Content starts
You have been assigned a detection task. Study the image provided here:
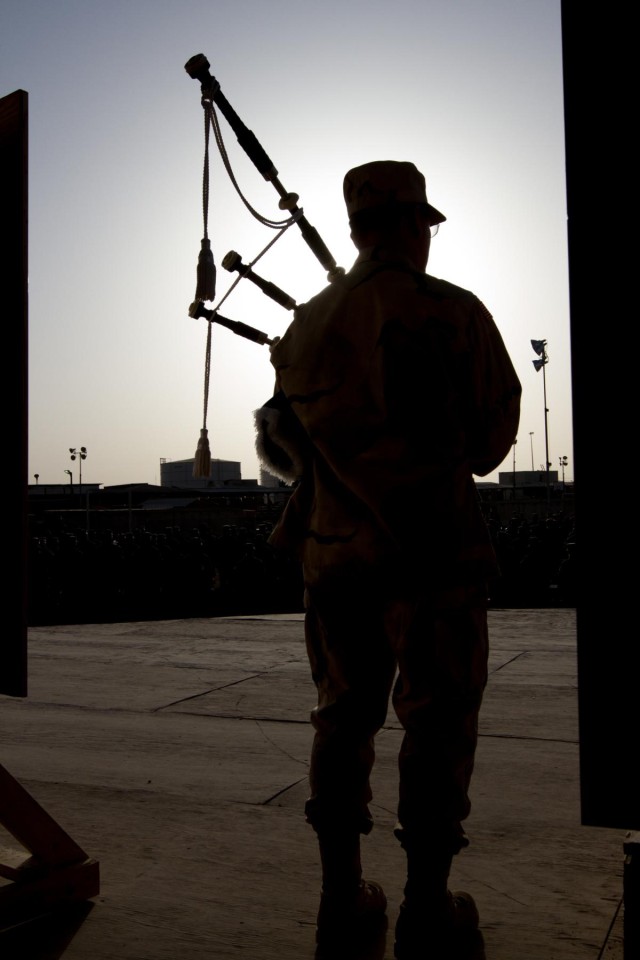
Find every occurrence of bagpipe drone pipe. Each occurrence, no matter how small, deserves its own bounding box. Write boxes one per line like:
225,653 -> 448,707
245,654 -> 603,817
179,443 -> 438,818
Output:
184,53 -> 345,346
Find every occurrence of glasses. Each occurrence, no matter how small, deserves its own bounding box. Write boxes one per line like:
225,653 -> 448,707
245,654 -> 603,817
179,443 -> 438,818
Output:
430,223 -> 440,238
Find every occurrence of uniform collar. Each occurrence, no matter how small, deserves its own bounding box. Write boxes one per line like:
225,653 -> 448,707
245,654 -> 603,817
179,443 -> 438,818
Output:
354,244 -> 423,272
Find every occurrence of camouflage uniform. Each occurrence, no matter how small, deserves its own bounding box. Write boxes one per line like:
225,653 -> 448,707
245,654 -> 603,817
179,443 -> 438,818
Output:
256,162 -> 521,855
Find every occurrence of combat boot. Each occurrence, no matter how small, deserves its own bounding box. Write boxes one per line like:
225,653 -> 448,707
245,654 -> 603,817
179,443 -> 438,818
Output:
393,830 -> 483,959
394,888 -> 483,959
314,828 -> 387,954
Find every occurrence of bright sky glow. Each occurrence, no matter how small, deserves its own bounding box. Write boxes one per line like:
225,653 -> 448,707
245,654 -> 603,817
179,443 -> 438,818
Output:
2,0 -> 571,487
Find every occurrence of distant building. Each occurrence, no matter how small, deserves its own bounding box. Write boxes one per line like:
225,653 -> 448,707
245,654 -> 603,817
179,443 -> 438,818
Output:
259,466 -> 292,488
160,457 -> 242,489
28,482 -> 102,497
498,470 -> 560,487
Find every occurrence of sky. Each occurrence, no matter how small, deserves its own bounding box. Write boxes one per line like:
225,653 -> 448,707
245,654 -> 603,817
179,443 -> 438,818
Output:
2,0 -> 571,488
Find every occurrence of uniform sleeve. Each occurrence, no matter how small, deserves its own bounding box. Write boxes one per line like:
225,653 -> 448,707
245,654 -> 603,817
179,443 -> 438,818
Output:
464,299 -> 521,476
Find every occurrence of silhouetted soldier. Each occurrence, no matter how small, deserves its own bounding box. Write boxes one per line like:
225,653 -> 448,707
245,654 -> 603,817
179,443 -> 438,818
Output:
256,160 -> 521,958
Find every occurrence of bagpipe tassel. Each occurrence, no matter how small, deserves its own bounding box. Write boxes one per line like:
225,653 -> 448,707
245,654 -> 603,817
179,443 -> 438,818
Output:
196,238 -> 216,302
193,427 -> 212,479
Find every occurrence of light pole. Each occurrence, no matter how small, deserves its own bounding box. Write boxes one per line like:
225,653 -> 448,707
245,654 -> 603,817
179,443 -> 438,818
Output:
69,447 -> 87,497
529,432 -> 534,471
531,339 -> 551,511
64,468 -> 73,494
559,455 -> 568,489
33,473 -> 39,485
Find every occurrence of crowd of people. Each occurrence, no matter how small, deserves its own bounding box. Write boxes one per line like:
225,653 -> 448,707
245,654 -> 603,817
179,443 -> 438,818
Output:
26,508 -> 576,626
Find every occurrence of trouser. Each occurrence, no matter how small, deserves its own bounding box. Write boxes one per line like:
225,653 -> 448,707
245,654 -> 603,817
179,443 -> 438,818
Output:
303,573 -> 489,853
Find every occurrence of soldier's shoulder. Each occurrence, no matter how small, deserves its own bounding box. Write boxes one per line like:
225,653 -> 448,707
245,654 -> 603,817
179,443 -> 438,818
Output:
421,273 -> 480,303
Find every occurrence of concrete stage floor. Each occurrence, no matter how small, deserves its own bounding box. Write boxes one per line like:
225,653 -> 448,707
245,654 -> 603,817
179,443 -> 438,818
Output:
0,609 -> 628,959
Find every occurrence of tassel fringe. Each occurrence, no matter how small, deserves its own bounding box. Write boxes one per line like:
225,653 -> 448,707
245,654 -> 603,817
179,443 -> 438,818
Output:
193,428 -> 212,479
196,238 -> 216,302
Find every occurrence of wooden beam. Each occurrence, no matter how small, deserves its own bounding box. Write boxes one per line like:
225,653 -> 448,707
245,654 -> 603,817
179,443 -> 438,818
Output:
0,764 -> 99,931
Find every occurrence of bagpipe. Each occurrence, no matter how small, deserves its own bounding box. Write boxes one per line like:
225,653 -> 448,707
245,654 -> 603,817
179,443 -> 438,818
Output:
183,55 -> 344,476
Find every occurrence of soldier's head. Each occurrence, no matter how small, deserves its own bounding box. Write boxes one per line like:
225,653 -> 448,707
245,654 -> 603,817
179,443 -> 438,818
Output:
343,160 -> 445,270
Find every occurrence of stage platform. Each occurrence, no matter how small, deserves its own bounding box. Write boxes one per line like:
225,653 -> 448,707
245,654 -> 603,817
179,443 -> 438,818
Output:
0,609 -> 628,959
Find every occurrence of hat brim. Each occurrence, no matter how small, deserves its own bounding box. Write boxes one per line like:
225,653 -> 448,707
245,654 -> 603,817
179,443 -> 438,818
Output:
427,203 -> 446,226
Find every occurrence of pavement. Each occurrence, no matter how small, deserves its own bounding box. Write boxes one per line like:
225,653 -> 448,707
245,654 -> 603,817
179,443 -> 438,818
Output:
0,608 -> 629,959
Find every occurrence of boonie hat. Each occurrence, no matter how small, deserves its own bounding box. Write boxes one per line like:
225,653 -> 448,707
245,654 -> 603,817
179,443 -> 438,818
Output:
343,160 -> 446,225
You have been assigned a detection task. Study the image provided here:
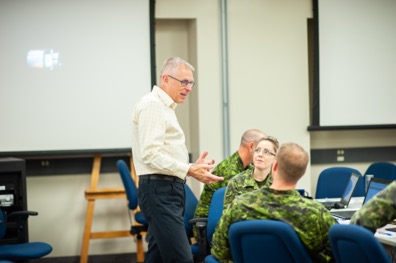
Content ends
Assignment: Could you copy out every record exactly, minus the pictures?

Answer for this exercise:
You have been assigned a detection task. Study the image provided here:
Find every occurrence of bagpipe drone pipe. Each occurrence, no matter how small, deserves its own bounding box. Write boxes one per line like:
225,653 -> 448,707
245,654 -> 603,817
179,443 -> 438,818
Output:
184,53 -> 345,346
Find every occurrence of glasses. Each occurrence, no matter how small, deserves its own bounding box. Write boxes one per line like:
225,653 -> 448,707
245,654 -> 603,817
179,443 -> 438,818
Output:
430,223 -> 440,238
Find every occurrence of uniform collar. Each occurrence, no matter how small, deserves its own bounding box. Write boxes one per line like:
225,653 -> 448,707
245,654 -> 603,817
179,443 -> 438,818
Output:
354,244 -> 423,272
Find every occurrence of camouflage uniform. Each occurrence, no matter how small, deserves its own bounding box. Write boxes one per line like:
225,653 -> 448,707
245,654 -> 603,817
179,443 -> 438,818
Output:
256,162 -> 521,855
Find every occurrence of combat boot. Each occurrence, no matter how small, deserves its own bounding box. Write boxes one per line like:
225,653 -> 448,707
245,654 -> 603,817
179,443 -> 438,818
Output:
393,830 -> 483,959
394,888 -> 483,959
314,828 -> 387,954
Find every occurrence of bright sky glow. Each occurrence, no matter how small, deserves its own bounding box. Write boxes one per line like:
225,653 -> 448,707
245,654 -> 603,817
179,443 -> 438,818
Output:
2,0 -> 571,487
Find every occurrence of distant building. Each occurrence, no matter how small, deserves its own bounding box. Write boxes one per line like:
225,653 -> 448,707
245,654 -> 603,817
179,443 -> 438,818
Output:
259,466 -> 292,488
160,457 -> 242,489
28,482 -> 102,497
498,470 -> 560,487
Find every occurrence of sky. Each occurrence, no matter how small, deserves its own bounding box. Write boxes one per line like:
225,653 -> 448,707
245,654 -> 603,817
179,443 -> 438,818
Output:
2,0 -> 571,488
Find every occurrence of uniform sleeve. Each occurrence, no matter how small, deserves its own bounding box. Write boxes one per line like:
225,653 -> 448,707
245,654 -> 603,817
179,443 -> 438,818
Output:
464,299 -> 521,476
Find every occurrence of silhouetted soldier. Each occurrence, no matter how small, deserves its own bounding box. Write boxes one per line like:
225,653 -> 448,707
245,654 -> 603,817
179,443 -> 438,818
Output:
256,160 -> 521,958
Find every occurrence of bagpipe tassel. Each occurrence, no matter how small, deserves its own bounding box. Write boxes one per line like:
225,653 -> 448,707
245,654 -> 603,817
179,443 -> 438,818
Output:
196,238 -> 216,302
193,427 -> 212,479
Find every occurrence of light pole. Each occurrence, no matter how small, deserves its own bounding box. Write boxes one per line like:
225,653 -> 448,707
245,654 -> 603,817
179,443 -> 438,818
Output:
69,447 -> 87,497
529,432 -> 534,471
531,339 -> 551,511
64,468 -> 73,494
559,455 -> 568,489
33,473 -> 39,485
Find every occurrence of crowd of people. Each occurrence, no matter how small, deserves its own bounding box. Write boxes one per line like:
225,653 -> 448,707
245,654 -> 603,817
179,443 -> 438,818
Output:
26,508 -> 576,626
Find every occurrence of trouser. Each occurrence, no matter how small, deserves its own bounding box. Write boxes one per line like:
225,653 -> 448,707
245,654 -> 603,817
179,443 -> 438,818
Output:
303,573 -> 489,853
Find every occurrence of soldier's shoulder. Each occurrence, no matter how small, deserves its own bounding box. Write boxes one per line like:
225,653 -> 448,707
245,654 -> 603,817
179,443 -> 438,818
Output:
421,273 -> 480,303
Find every occurrence of concrete stage floor. Each occurrence, no matter how small, deserves its own bounding box. Write boxes one per line like:
225,653 -> 448,707
245,654 -> 603,817
179,443 -> 438,818
Output:
0,609 -> 628,959
Find every occurrence of tassel fringe. Each occurrence, no matter how small, deserves its own bounding box. Write boxes one per line like:
225,653 -> 448,707
245,654 -> 603,817
179,443 -> 438,818
Output:
193,428 -> 212,479
196,238 -> 216,302
Find every occurrence of wooden beam. Each occurrence, no matter how small, deserves its own bounding box. Write boxes one per line like:
225,653 -> 448,707
245,654 -> 603,817
179,443 -> 438,818
Output:
0,764 -> 99,931
Find every occurrence of bagpipe. Each occurrence, no matter how small, deserves its own bounding box. Write boxes one per line like:
225,653 -> 448,707
245,654 -> 603,817
179,443 -> 438,818
Output:
183,55 -> 344,476
Find every occurrence of soldier's head. Each occurrence, no matter how small, deserves its own bounding box. Write boxes one per line like:
225,653 -> 448,707
245,654 -> 603,817
179,443 -> 438,818
Output:
343,160 -> 445,270
Find every occurrence of stage platform. Each occurrence, no matter how small, deserves its own bounding box. Write boxes one per line like:
225,653 -> 448,707
245,654 -> 603,817
179,443 -> 438,818
Output:
0,609 -> 628,959
Find every occurrence of hat brim. Each occurrence, no matter how small, deserves its own bounding box. Write boxes one per line like:
225,653 -> 448,707
245,654 -> 603,817
179,443 -> 438,818
Output:
427,203 -> 446,226
Find every occurrence of pavement. Each occurrence, no matter how small, deserves its own bounding box. Write boxes one per line like:
225,653 -> 448,707
245,654 -> 603,817
179,443 -> 438,818
Output:
0,608 -> 629,959
Find every occurrence of boonie hat. Each occurrence, no matter how small, deserves its own bounding box. Write boxes one per line like:
225,653 -> 448,707
245,654 -> 603,817
179,443 -> 438,818
Output:
343,160 -> 446,225
You have been assigned a detection task. Study the image provided here:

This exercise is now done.